Turn the lines of every item below into a numbered list, omitting any blank lines.

━━━━━ PROVIDED INFORMATION

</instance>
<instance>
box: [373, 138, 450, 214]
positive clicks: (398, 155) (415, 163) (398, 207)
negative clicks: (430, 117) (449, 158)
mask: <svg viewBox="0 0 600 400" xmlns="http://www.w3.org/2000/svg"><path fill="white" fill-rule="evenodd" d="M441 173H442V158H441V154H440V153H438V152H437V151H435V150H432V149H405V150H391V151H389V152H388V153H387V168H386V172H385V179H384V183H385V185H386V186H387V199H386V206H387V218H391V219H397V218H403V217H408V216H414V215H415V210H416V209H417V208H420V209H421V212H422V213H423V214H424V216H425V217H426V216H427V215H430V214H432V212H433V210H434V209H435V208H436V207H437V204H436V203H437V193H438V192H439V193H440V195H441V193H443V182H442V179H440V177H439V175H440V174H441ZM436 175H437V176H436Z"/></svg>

━━━━━━━━━━

■ RESULT OF THIS EXERCISE
1. </instance>
2. <instance>
3. box: [373, 138, 450, 214]
4. positive clicks: (398, 155) (415, 163) (398, 207)
5. negative clicks: (430, 117) (449, 158)
6. mask: <svg viewBox="0 0 600 400" xmlns="http://www.w3.org/2000/svg"><path fill="white" fill-rule="evenodd" d="M441 173H442V158H441V154H440V153H438V152H437V151H435V150H432V149H405V150H391V151H389V152H388V153H387V168H386V172H385V179H384V183H385V185H386V186H387V199H386V206H387V218H391V219H397V218H403V217H408V216H414V215H415V210H416V209H417V208H420V209H421V212H422V213H423V214H424V216H425V217H426V216H427V215H430V214H432V212H433V210H434V209H435V208H436V207H437V204H436V203H437V193H438V192H439V193H440V195H441V193H443V182H442V179H440V177H439V175H440V174H441ZM436 175H437V176H436Z"/></svg>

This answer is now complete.